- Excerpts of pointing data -
━━━
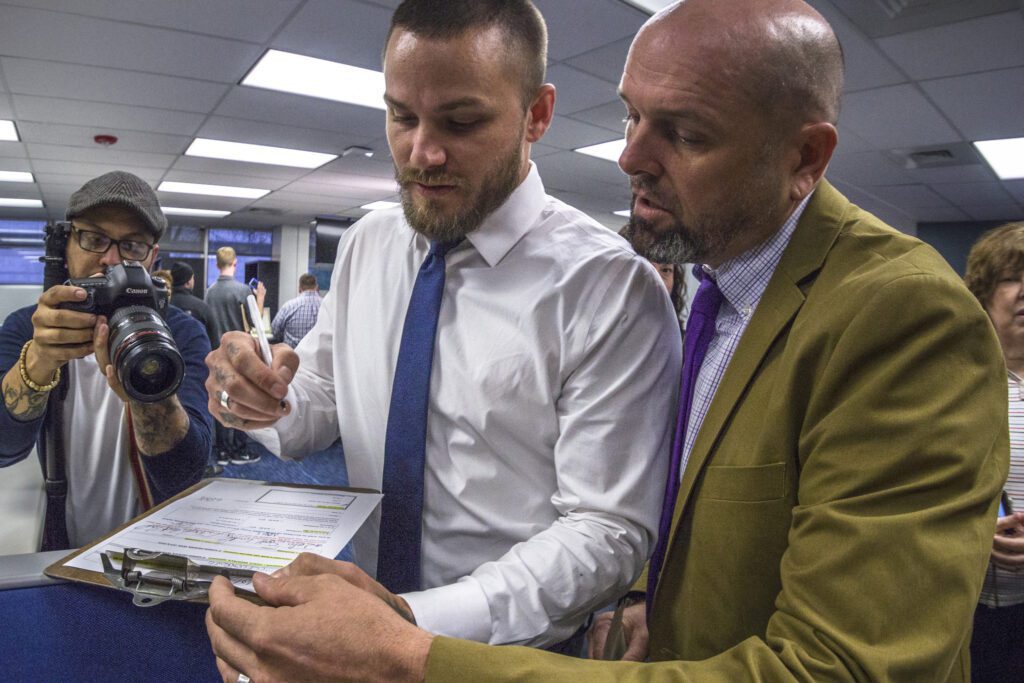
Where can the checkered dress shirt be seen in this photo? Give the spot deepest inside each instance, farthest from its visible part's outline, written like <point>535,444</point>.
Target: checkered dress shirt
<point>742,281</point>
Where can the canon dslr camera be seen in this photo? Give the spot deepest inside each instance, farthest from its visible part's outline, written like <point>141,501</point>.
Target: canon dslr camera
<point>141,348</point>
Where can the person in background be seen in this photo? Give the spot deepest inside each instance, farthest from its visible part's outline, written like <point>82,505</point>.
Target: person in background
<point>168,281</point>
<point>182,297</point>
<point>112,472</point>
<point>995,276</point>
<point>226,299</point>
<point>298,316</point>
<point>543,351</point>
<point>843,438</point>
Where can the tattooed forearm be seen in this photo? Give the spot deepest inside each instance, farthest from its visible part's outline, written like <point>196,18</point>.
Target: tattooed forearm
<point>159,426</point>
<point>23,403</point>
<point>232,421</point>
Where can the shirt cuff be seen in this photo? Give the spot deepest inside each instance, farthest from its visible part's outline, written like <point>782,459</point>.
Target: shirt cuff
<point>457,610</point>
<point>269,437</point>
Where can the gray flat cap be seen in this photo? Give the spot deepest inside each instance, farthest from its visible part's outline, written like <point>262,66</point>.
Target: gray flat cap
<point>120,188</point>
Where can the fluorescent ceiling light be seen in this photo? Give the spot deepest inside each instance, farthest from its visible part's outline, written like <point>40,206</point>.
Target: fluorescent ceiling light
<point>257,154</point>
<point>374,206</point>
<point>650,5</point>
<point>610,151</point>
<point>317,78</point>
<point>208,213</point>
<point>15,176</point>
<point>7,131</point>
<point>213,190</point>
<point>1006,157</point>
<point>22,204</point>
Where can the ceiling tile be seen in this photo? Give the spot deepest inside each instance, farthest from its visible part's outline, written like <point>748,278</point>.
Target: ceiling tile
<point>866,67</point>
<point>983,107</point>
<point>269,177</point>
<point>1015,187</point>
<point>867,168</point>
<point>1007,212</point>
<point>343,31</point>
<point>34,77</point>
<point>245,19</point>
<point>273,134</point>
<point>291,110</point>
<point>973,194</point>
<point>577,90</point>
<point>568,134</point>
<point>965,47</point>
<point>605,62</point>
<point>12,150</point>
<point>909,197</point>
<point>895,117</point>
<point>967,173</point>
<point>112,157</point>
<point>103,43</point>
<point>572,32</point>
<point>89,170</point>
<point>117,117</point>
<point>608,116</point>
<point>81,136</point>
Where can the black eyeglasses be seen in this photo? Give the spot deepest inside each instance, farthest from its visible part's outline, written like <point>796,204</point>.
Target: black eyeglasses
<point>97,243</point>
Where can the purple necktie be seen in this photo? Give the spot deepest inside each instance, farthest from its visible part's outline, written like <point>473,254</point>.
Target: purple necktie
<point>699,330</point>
━━━
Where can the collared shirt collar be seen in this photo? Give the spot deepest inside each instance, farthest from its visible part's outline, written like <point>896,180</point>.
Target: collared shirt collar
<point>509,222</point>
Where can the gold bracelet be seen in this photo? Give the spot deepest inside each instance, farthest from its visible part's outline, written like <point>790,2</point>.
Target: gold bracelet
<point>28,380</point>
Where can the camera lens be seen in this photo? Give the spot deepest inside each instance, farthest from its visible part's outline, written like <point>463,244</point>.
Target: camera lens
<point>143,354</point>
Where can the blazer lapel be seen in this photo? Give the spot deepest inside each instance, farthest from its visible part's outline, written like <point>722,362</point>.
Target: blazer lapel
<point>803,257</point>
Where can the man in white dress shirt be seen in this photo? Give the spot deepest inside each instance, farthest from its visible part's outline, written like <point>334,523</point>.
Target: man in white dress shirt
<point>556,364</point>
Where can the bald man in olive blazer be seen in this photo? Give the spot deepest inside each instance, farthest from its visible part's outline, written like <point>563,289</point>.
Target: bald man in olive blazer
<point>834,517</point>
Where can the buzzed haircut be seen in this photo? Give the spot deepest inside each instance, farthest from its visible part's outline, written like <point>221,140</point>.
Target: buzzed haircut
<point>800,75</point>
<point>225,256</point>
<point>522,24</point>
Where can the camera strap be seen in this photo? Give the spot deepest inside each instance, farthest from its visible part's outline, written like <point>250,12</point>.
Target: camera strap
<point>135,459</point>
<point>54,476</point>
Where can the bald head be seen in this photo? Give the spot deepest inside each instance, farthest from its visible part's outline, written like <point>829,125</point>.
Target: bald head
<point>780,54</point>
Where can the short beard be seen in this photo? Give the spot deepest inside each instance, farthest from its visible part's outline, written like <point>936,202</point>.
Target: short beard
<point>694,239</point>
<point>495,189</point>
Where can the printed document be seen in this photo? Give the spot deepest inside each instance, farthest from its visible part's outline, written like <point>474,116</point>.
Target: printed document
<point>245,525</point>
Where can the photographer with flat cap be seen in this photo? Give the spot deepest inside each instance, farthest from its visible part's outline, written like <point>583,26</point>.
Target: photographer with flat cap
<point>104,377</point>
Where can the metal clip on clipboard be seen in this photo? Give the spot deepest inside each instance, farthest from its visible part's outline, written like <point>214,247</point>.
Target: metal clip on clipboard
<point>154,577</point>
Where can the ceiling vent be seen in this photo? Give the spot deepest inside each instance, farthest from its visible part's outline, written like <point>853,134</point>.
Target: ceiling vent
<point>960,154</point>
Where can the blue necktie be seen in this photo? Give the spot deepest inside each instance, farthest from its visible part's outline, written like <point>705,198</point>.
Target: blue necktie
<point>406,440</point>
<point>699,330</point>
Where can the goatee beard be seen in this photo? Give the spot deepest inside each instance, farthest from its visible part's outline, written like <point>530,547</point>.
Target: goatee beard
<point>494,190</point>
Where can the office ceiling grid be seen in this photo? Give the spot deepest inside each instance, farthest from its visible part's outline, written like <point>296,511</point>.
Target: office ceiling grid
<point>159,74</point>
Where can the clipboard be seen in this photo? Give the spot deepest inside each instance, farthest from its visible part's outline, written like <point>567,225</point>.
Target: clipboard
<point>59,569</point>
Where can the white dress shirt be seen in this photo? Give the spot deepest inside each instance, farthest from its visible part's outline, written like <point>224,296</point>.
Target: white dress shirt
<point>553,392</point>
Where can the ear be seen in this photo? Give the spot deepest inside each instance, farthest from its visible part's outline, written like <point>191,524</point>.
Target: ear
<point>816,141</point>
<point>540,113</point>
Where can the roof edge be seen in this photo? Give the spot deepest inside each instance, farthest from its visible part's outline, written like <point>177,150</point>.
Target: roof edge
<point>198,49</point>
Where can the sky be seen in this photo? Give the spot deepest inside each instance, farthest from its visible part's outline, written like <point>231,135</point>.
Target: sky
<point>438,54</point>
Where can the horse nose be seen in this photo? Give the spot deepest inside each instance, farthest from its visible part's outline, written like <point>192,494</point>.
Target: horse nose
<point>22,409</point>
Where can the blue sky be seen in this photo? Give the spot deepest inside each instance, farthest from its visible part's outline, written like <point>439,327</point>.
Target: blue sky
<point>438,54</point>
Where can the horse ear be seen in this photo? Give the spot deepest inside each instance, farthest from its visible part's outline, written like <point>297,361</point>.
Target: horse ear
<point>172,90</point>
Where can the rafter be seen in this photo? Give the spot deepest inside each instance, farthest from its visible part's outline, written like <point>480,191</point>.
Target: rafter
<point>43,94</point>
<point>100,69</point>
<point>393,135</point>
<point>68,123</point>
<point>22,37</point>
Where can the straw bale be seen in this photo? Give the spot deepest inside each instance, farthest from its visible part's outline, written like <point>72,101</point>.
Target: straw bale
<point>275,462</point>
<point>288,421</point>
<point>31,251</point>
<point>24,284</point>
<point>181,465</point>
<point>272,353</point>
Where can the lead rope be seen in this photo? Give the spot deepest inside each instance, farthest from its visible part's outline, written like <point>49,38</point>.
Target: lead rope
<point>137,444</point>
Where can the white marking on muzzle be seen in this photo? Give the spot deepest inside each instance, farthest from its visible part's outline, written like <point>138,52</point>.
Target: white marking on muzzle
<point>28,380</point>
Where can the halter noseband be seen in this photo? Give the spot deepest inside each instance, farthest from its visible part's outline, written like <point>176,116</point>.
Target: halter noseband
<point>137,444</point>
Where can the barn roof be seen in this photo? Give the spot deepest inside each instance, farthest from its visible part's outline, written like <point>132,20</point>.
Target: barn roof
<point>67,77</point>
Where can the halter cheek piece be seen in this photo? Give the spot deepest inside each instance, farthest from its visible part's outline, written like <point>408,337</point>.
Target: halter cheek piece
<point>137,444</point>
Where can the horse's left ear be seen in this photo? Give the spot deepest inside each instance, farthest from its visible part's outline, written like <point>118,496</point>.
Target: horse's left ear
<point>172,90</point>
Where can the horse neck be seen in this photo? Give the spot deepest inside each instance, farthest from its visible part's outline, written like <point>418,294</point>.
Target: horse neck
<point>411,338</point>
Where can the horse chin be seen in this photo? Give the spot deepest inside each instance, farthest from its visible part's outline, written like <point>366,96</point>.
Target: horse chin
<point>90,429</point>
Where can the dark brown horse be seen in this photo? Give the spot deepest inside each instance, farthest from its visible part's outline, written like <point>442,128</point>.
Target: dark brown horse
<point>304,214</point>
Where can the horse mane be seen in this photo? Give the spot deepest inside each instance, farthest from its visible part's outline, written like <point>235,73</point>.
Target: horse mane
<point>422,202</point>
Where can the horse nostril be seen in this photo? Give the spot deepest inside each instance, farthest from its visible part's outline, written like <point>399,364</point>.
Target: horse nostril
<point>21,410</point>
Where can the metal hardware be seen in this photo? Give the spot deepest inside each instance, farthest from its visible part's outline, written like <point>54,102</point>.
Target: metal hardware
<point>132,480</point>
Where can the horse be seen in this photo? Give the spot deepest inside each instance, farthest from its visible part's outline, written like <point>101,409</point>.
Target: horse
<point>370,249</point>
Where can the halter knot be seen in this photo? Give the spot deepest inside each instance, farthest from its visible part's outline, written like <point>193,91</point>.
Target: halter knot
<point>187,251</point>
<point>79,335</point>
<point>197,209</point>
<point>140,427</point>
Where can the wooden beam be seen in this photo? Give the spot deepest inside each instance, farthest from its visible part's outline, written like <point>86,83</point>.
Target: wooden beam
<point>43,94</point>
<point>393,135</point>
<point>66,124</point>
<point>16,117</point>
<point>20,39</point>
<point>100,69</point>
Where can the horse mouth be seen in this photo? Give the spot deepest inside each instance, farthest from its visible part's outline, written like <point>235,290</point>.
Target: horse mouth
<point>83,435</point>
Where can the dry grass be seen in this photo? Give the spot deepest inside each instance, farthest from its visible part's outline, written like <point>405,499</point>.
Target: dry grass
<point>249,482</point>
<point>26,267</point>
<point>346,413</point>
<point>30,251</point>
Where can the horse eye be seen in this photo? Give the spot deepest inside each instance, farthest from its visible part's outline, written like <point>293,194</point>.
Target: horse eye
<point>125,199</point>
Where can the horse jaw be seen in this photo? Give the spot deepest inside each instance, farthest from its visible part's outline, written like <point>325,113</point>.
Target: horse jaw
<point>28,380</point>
━━━
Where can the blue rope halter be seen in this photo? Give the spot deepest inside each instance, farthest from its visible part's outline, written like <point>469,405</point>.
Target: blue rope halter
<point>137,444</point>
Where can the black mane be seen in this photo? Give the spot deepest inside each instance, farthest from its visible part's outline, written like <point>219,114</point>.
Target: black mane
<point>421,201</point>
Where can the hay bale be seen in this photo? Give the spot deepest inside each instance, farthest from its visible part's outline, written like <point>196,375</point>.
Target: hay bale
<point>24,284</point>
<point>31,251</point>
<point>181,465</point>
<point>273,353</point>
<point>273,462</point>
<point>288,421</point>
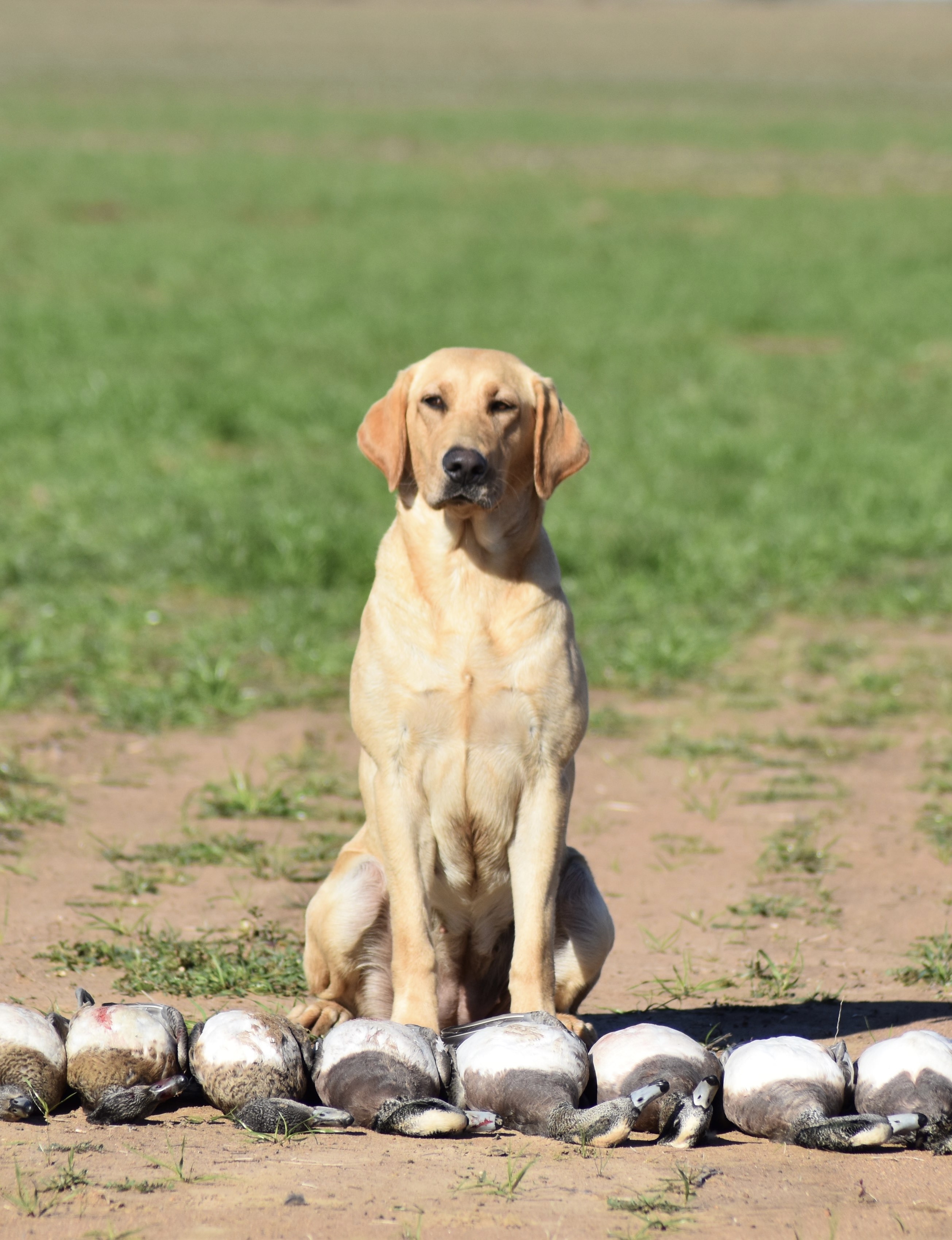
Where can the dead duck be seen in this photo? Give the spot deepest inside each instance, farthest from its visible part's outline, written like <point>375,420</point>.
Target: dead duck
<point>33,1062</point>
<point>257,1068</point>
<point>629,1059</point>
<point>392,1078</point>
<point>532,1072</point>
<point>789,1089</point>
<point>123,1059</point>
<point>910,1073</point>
━━━
- WORK TO DO -
Rewrite the items from the line with "Where can the white dress" to the line with "<point>272,353</point>", putting "hay bale" wherever "straw bale" appears and keeping everything else the same.

- COMPLETE RESPONSE -
Where can the white dress shirt be seen in this photo? Give the spot deepest inside each instance, farthest from its visible part's outline, written like <point>224,296</point>.
Target: white dress shirt
<point>553,392</point>
Where can the ear be seen in this photo? Give the spot deepest inside each instance, farthest from its visible part's outline, written like <point>191,524</point>.
Target: ear
<point>816,141</point>
<point>540,113</point>
Where can the roof edge be seen in this photo? Give the spot deepest inside each instance, farthest from its visible part's outline, written like <point>177,150</point>.
Target: roof edge
<point>198,49</point>
Where can the sky be seen in this photo? Give the spot deepest inside each instance, farthest from its visible part's outline, written like <point>231,135</point>.
Target: sky
<point>438,54</point>
Where can the horse nose be seen in this photo? Give the spot deepest inside each instance, farthest from its visible part's outline, written like <point>192,494</point>.
Target: horse nose
<point>22,409</point>
Where can the blue sky be seen in this photo? Give the spot deepest inside each instance, farthest from its visible part's outline, written like <point>439,327</point>.
Target: blue sky
<point>438,54</point>
Where can the horse ear be seen in this photo? Give the spot deepest inside each instance, farthest from its visible part's outline, written like <point>297,361</point>.
Target: horse ear
<point>172,90</point>
Where can the rafter be seen in this photo? Give the spot deepest inside each instance, farthest from its visible part's outline, written like <point>480,191</point>.
Target: rafter
<point>43,94</point>
<point>100,69</point>
<point>393,135</point>
<point>68,123</point>
<point>22,37</point>
Where can the hay bale be seen in this photo? Give the spot deepest inside each instance, farthest from its visible part's outline, written like <point>72,101</point>.
Target: hay bale
<point>275,462</point>
<point>288,421</point>
<point>31,251</point>
<point>24,284</point>
<point>181,465</point>
<point>272,353</point>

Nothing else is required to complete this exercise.